→ **Page**:

------------------------------------------------------------------------

At Yahoo, our goal for re-buffering is ZERO. Plus, we’ve focused on some new metrics. For example, the percentage of rebuffering impacted views is more important and relevant. Having 100% of your viewers impacted for 1 minute is far worse than 1% of your viewers impacted for 100 minutes. Basically, this would mean that 99% of your viewers had a FLAWLESS experience. That number needs to grow to five 9s like traditional television.

Visual Artifacts

Video encoding is a complex process from signal acquisition to mixing to adding audio tracks and then shipping the packets to the device. The receiving device capabilities can vary quite drastically. And, this is handled when encoding video digitally for transmission, by picking a few different resolutions. This allows for rendering the video well on various form factors (e.g., a 4K display vs a VGA device), and also allows for optimizing the number of bits transmitted depending on the viewing device. The optimization comes from the fact that lower resolutions would require lower number of bits to encode.

Usual OTT streams are encoded in a few different resolutions or “bitrates”. The availability of various bitrates has become a mechanism for handling poor network conditions. Video players on devices “adapt” and deliver a continuous experience (i.e. avoid rebuffering). The tradeoff has become straightforward – reduce resolution rather than stop the video.

image

Figure 6: Blockiness of Video (Image courtesy [7])

What does it result in? OTT streaming regularly causes video to be “blocky” where the rendering of lower bitrates at lower resolutions. While the artifacts are clearly perceptible for viewers of OTT, it is also easy for a machine to find the introduction of noise into the original video signal as a result of the encoding bitrates. Traditional television transmissions rarely, if ever, have any blockiness or pixelations for viewers. This effect is so prolific in OTT stream for optimized content, that an interrogator may use this knowledge to deliberately look for blockiness in scenes that are visually complex or contain fast motion, as a way of identifying which display is OTT.


Ad Transition

Advertising on television is native and seamless. What do I mean by native? A viewer sees very little or no difference between content and advertising. In other words, when there is an imperceptible break of under 500ms between the content and ads and from the viewer perspective, it is considered “seamless”.  Over time, the television ad ecosystem has evolved and local stations have the ability to insert local video ads into global or national content.

image
Figure 7: Ad insertion technology

In OTT streaming, we need to move closer to TV-like experience for ads. Today OTT video ad insertion for mid-roll (during a content or broadcast) is typically done from the viewing device. Advertisers are excited by the many advantages of this technology. It allows the ads to be more personalized and targeted than local ads. Plus, the medium also allows advertisers get more detailed engagement metrics as compared to traditional television. However, this challenges the seamless experience and typically viewers see “spinners” and blank screens during ad insertion.

------------------------------------------------------------------------

(Records contained in a dataset)
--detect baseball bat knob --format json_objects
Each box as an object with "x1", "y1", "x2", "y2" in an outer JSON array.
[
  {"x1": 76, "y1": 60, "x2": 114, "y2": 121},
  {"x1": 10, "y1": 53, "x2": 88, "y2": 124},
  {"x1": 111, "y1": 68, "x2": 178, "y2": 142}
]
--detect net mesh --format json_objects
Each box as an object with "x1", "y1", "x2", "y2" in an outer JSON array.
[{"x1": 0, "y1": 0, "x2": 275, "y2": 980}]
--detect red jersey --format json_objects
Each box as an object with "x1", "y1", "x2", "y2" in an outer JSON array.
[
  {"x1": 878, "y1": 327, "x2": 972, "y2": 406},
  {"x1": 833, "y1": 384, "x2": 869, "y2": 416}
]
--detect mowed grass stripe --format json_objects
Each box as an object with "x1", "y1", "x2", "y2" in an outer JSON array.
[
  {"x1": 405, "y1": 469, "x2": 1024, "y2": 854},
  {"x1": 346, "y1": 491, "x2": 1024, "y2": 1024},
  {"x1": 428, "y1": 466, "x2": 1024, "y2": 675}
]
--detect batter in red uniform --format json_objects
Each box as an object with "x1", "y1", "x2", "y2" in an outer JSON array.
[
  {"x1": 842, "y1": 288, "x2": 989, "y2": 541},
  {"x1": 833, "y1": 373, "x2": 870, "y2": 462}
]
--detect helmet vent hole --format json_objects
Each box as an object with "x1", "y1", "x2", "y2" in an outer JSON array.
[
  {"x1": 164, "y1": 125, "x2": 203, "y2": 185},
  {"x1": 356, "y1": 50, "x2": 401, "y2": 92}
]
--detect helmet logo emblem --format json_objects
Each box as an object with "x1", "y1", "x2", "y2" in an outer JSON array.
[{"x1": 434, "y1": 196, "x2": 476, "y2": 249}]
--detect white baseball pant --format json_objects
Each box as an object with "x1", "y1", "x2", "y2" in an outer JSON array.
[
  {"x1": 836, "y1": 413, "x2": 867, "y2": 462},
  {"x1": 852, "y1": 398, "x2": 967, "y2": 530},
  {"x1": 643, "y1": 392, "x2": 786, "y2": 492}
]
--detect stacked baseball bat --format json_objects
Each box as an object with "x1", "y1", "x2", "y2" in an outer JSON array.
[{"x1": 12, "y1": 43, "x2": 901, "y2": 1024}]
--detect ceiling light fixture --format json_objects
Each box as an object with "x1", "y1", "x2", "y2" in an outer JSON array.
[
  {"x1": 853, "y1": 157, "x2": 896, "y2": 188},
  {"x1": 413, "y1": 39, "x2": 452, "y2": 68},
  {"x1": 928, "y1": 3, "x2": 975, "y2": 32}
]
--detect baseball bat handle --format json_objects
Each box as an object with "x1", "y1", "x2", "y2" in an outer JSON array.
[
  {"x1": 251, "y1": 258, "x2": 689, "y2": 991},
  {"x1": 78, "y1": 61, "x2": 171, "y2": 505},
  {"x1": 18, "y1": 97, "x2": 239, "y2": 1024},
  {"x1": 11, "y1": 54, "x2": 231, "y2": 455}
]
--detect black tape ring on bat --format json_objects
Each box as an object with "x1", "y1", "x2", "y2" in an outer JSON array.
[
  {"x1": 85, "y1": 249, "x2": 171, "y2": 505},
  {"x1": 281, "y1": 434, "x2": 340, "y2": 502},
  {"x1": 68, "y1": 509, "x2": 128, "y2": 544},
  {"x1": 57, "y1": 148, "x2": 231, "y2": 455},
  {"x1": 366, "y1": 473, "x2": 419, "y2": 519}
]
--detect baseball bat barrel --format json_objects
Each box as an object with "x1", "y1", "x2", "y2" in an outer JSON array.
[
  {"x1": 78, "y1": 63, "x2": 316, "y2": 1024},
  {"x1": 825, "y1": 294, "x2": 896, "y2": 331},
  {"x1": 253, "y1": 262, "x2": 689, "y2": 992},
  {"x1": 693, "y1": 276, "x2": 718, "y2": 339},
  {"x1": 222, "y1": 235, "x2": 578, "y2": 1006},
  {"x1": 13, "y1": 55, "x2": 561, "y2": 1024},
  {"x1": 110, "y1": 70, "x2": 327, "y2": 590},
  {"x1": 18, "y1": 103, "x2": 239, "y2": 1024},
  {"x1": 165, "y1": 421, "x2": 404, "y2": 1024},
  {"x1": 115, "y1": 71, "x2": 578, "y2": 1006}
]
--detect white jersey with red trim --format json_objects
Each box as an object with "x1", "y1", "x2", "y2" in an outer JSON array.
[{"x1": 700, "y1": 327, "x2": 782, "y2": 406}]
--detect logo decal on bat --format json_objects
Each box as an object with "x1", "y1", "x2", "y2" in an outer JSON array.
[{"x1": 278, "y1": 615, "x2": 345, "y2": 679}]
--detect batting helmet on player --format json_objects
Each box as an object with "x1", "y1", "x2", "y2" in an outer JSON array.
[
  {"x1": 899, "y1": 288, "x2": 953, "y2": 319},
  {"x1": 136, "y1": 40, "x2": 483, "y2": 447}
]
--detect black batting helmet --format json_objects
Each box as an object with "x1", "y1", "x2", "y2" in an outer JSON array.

------------------------------------------------------------------------

→ **Objectives**:
**a.** Decide whether each statement agrees with the passage on OTT streaming, answering yes or no and quoting the words of the passage that settle it: (i) Yahoo's goal for re-buffering is zero. (ii) Traditional television transmissions often show blockiness. (iii) OTT mid-roll ad insertion is typically done from the viewing device.
**b.** Print the passage on OTT streaming between "Video encoding is" and "bits to encode.", inclusive.
**c.** Proceed with the passage on OTT streaming from where it stops.
Nothing in these lines is needed.

→ **Answer list**:
**a.**
(i) Yes: "At Yahoo, our goal for re-buffering is ZERO."
(ii) No: "Traditional television transmissions rarely, if ever, have any blockiness or pixelations for viewers."
(iii) Yes: "Today OTT video ad insertion for mid-roll (during a content or broadcast) is typically done from the viewing device."

**b.**
Video encoding is a complex process from signal acquisition to mixing to adding audio tracks and then shipping the packets to the device. The receiving device capabilities can vary quite drastically. And, this is handled when encoding video digitally for transmission, by picking a few different resolutions. This allows for rendering the video well on various form factors (e.g., a 4K display vs a VGA device), and also allows for optimizing the number of bits transmitted depending on the viewing device. The optimization comes from the fact that lower resolutions would require lower number of bits to encode.

**c.**
Synchronization

Consider watching a live (American) football, cricket or soccer game on television. Maybe with a bunch of friends or strangers in a bar, with multiple big screen televisions. We quite frequently do this, to enjoy a social viewing experience. With the current television technology, typically all the television sets in the bar are within a few milliseconds of each other – not much lag or lack of synchronization.

However, with OTT, multiple viewers of the same “live” event cannot be guaranteed a synchronized viewing experience. Even if they all started streaming at the same exact moment! This common problem is due to the inherent nature of various streaming protocols and buffer management. In OTT streaming, especially for live events, it is likely that a viewer may watch or experience a goal at a significantly different moment in time as compared to his neighbors in the same apartment complex, which creates a bad user experience.

Summary

In summary, as an industry, we have a lot of challenges to deliver a TV-like experience for OTT streaming. Some of them are easy, while the others are quite difficult to overcome.

It is likely that very soon, startup time, video quality and ad transitions will improve significantly and be indistinguishable from the current television experience. The tougher technical challenges will be to get to ZERO rebuffering and to enable synchronized watching experience for OTT. These are fundamental challenges in the today’s technology, that will require significant innovation and even some revolutionary new concepts such as P2P or new protocols to up the game for OTT.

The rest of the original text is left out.